Retype, word for word, every line starting at the line with "One point lands on each instance of the sunlit" and ending with the final line of the entries; skip the pictures.

►

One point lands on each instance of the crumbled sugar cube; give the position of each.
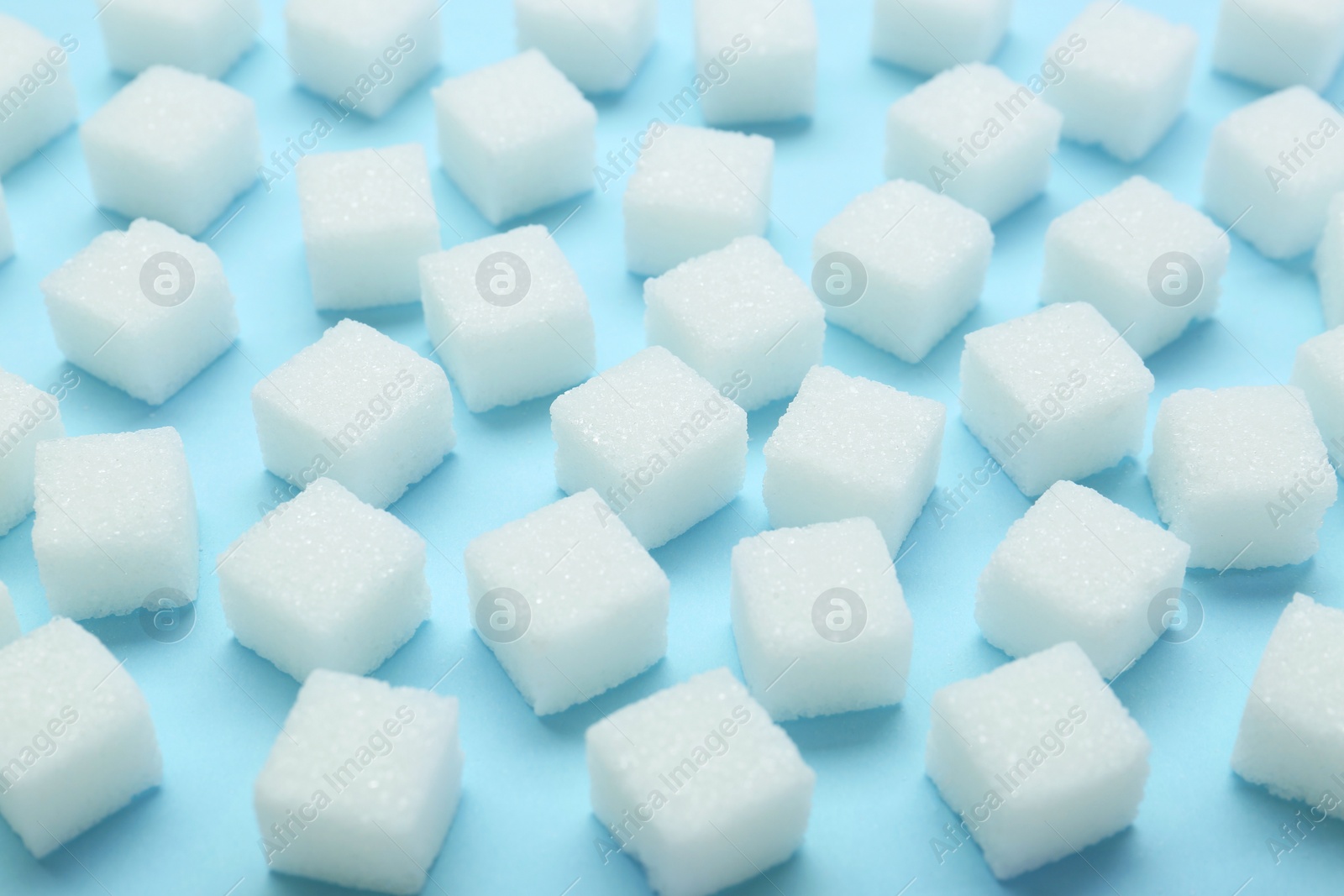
(1149, 264)
(569, 600)
(900, 266)
(1272, 170)
(508, 317)
(76, 732)
(362, 785)
(145, 309)
(362, 55)
(1256, 500)
(517, 136)
(699, 785)
(741, 318)
(597, 43)
(696, 190)
(324, 582)
(976, 136)
(1054, 396)
(356, 407)
(656, 439)
(850, 446)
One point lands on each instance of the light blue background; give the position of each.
(524, 824)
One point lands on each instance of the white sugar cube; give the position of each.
(356, 407)
(976, 136)
(362, 785)
(773, 51)
(694, 191)
(517, 136)
(1079, 567)
(656, 439)
(850, 446)
(741, 318)
(145, 309)
(1054, 396)
(699, 785)
(569, 600)
(508, 317)
(1272, 168)
(1149, 264)
(362, 54)
(597, 43)
(76, 734)
(1256, 500)
(900, 266)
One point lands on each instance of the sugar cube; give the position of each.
(741, 318)
(1256, 500)
(360, 788)
(145, 309)
(699, 785)
(76, 732)
(508, 317)
(694, 191)
(1054, 396)
(517, 136)
(976, 136)
(656, 439)
(900, 266)
(1149, 264)
(569, 600)
(360, 409)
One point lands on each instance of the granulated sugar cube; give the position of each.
(1148, 262)
(976, 136)
(741, 318)
(850, 446)
(76, 732)
(1079, 567)
(1272, 168)
(324, 582)
(699, 786)
(145, 309)
(508, 317)
(362, 785)
(569, 600)
(1038, 758)
(900, 266)
(1256, 500)
(517, 136)
(694, 191)
(1054, 396)
(655, 439)
(369, 215)
(766, 51)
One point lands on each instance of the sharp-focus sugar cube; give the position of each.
(569, 600)
(900, 266)
(362, 785)
(741, 318)
(694, 191)
(76, 735)
(1272, 170)
(508, 317)
(1054, 396)
(1245, 499)
(145, 309)
(517, 136)
(850, 446)
(662, 445)
(699, 785)
(1149, 264)
(976, 136)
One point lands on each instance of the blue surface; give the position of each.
(524, 822)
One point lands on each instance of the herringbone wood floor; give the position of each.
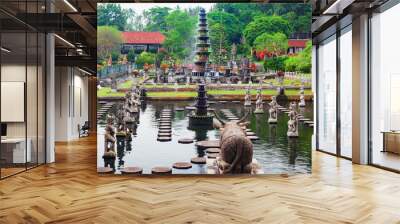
(70, 191)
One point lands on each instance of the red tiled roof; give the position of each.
(297, 43)
(143, 37)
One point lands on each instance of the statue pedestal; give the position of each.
(259, 111)
(292, 134)
(272, 120)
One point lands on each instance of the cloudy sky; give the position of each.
(140, 7)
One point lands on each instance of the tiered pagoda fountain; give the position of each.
(201, 117)
(202, 46)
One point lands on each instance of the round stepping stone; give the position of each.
(212, 155)
(164, 139)
(132, 170)
(253, 138)
(161, 170)
(104, 170)
(198, 160)
(164, 134)
(249, 133)
(182, 165)
(185, 140)
(213, 150)
(208, 144)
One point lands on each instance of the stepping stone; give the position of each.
(164, 139)
(213, 155)
(249, 133)
(164, 134)
(165, 123)
(165, 127)
(185, 140)
(104, 170)
(208, 144)
(199, 160)
(132, 170)
(213, 150)
(253, 138)
(161, 170)
(182, 165)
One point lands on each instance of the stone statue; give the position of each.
(273, 111)
(259, 102)
(302, 100)
(109, 143)
(293, 129)
(236, 150)
(247, 98)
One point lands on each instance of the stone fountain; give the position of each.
(201, 117)
(202, 46)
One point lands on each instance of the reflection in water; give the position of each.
(274, 151)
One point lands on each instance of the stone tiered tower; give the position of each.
(201, 117)
(202, 46)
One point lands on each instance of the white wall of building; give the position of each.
(71, 102)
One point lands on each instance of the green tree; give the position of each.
(180, 32)
(230, 23)
(265, 24)
(109, 40)
(275, 43)
(131, 55)
(156, 19)
(145, 58)
(111, 14)
(219, 41)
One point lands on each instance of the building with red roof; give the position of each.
(141, 41)
(296, 45)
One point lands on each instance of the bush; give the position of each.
(275, 63)
(145, 57)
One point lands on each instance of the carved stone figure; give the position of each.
(302, 100)
(293, 129)
(259, 102)
(247, 98)
(273, 111)
(236, 150)
(109, 142)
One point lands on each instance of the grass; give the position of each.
(106, 92)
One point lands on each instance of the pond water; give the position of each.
(275, 152)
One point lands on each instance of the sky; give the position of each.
(140, 7)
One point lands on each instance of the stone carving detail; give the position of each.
(273, 111)
(293, 128)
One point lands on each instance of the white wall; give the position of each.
(71, 102)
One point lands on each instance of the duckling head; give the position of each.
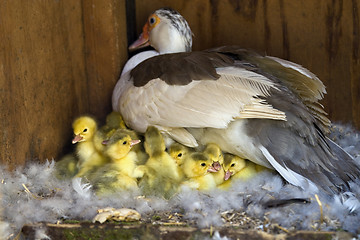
(214, 153)
(84, 129)
(119, 144)
(178, 152)
(232, 165)
(154, 141)
(196, 164)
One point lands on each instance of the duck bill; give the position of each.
(216, 166)
(227, 175)
(77, 139)
(134, 142)
(142, 41)
(212, 169)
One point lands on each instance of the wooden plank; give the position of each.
(105, 50)
(41, 68)
(151, 231)
(321, 35)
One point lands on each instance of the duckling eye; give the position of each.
(152, 20)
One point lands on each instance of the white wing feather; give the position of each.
(198, 104)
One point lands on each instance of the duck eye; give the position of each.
(152, 21)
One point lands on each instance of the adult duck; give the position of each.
(260, 108)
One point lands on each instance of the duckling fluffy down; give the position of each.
(50, 199)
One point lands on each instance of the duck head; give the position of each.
(166, 31)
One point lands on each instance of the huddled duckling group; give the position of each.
(114, 158)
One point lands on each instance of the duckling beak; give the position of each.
(77, 138)
(227, 175)
(212, 169)
(134, 142)
(216, 166)
(142, 41)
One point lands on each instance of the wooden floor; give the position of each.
(61, 59)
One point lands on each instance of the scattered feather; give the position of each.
(32, 194)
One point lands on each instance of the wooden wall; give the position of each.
(60, 59)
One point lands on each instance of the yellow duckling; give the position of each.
(115, 121)
(120, 173)
(90, 158)
(196, 168)
(161, 175)
(214, 153)
(237, 168)
(179, 152)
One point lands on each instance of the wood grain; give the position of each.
(105, 50)
(58, 60)
(41, 52)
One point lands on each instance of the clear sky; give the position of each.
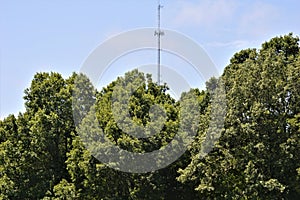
(58, 35)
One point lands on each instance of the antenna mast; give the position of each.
(159, 33)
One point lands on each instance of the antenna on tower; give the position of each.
(159, 33)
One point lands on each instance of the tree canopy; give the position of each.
(256, 156)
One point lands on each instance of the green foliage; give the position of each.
(43, 155)
(257, 156)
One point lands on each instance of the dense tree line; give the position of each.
(256, 157)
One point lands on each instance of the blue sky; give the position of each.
(54, 35)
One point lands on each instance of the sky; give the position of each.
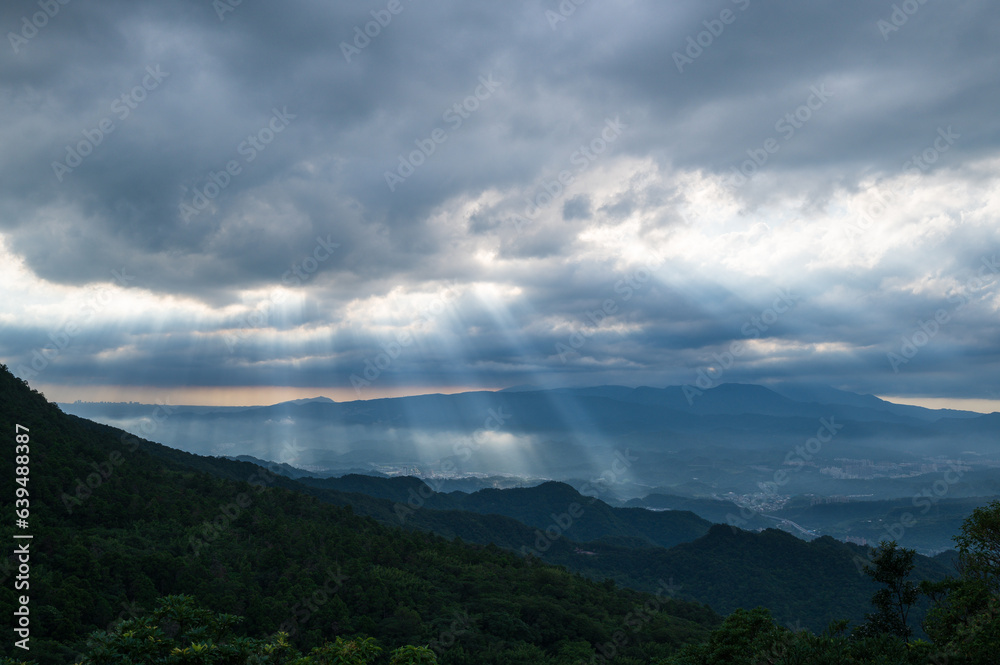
(235, 202)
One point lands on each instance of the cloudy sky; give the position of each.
(212, 202)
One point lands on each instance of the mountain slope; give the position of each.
(150, 525)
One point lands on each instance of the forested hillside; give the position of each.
(147, 527)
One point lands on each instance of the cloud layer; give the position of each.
(396, 193)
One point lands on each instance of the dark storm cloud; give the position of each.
(225, 150)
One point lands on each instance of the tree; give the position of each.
(891, 566)
(965, 618)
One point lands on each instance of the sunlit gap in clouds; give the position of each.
(519, 450)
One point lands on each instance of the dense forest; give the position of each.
(141, 554)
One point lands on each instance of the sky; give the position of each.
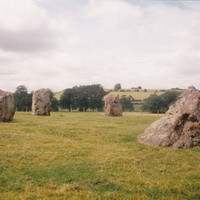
(59, 44)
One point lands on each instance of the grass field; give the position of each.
(90, 156)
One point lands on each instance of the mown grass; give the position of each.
(90, 156)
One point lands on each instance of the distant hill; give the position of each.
(137, 94)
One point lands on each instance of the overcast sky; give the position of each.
(58, 44)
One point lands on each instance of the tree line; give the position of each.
(91, 97)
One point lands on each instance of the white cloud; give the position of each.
(59, 44)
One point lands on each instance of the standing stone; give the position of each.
(180, 127)
(113, 106)
(7, 106)
(41, 104)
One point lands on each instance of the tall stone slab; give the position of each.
(113, 106)
(41, 102)
(180, 127)
(7, 106)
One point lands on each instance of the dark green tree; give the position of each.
(68, 99)
(23, 100)
(117, 87)
(127, 103)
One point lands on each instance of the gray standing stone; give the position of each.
(7, 106)
(41, 104)
(180, 127)
(113, 106)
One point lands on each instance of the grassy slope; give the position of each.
(90, 156)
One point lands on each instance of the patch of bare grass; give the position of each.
(90, 156)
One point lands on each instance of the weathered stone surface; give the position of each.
(7, 106)
(113, 106)
(180, 127)
(41, 104)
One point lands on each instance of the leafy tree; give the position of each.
(68, 99)
(23, 100)
(126, 103)
(117, 87)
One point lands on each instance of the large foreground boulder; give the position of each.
(113, 106)
(41, 102)
(7, 106)
(180, 127)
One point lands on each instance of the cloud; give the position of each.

◄

> [CORRECT ANSWER]
One point lands on each instance of the sunlit gap in clouds; give the position of each.
(519, 450)
One point lands on each instance of the dense forest; give the position of each.
(141, 554)
One point lands on each instance of the sky; give the position of each.
(59, 44)
One point lands on each instance of the grass field; give the position of each.
(90, 156)
One point lands on each instance of the mown grass; give the position of each.
(90, 156)
One point lands on each instance of the distant hill; give the position of each.
(137, 94)
One point lands on each instance of the overcast sky; give the position of each.
(58, 44)
One point lands on each instance of the tree line; give the position of each.
(91, 97)
One point lands on each instance of the white cloud; give the position of each.
(59, 44)
One point lands on each instance of the standing stone; give the position of each.
(180, 127)
(113, 106)
(7, 106)
(41, 104)
One point lands on each instance of the tall stone slab; give the position of each.
(113, 106)
(41, 102)
(180, 127)
(7, 106)
One point lands on each instance of the dark green tree; give the position of each.
(68, 99)
(23, 100)
(117, 87)
(127, 103)
One point lands on each instance of the gray standing stone; give the position of each.
(7, 106)
(41, 104)
(180, 127)
(113, 106)
One point lands on each instance of the grassy slope; give the position of each.
(90, 156)
One point lands on each instance of the patch of bare grass; give the position of each.
(90, 156)
One point lands on each instance of the weathered stone surface; give the position of each.
(7, 106)
(113, 106)
(180, 127)
(41, 104)
One point lands on each instance of the leafy tree; give the position of each.
(68, 99)
(23, 100)
(126, 103)
(117, 87)
One point lands on each instance of the large foreground boulder; give the position of each.
(113, 106)
(41, 102)
(7, 106)
(180, 127)
One point lands on each instance of the cloud; give the position of each.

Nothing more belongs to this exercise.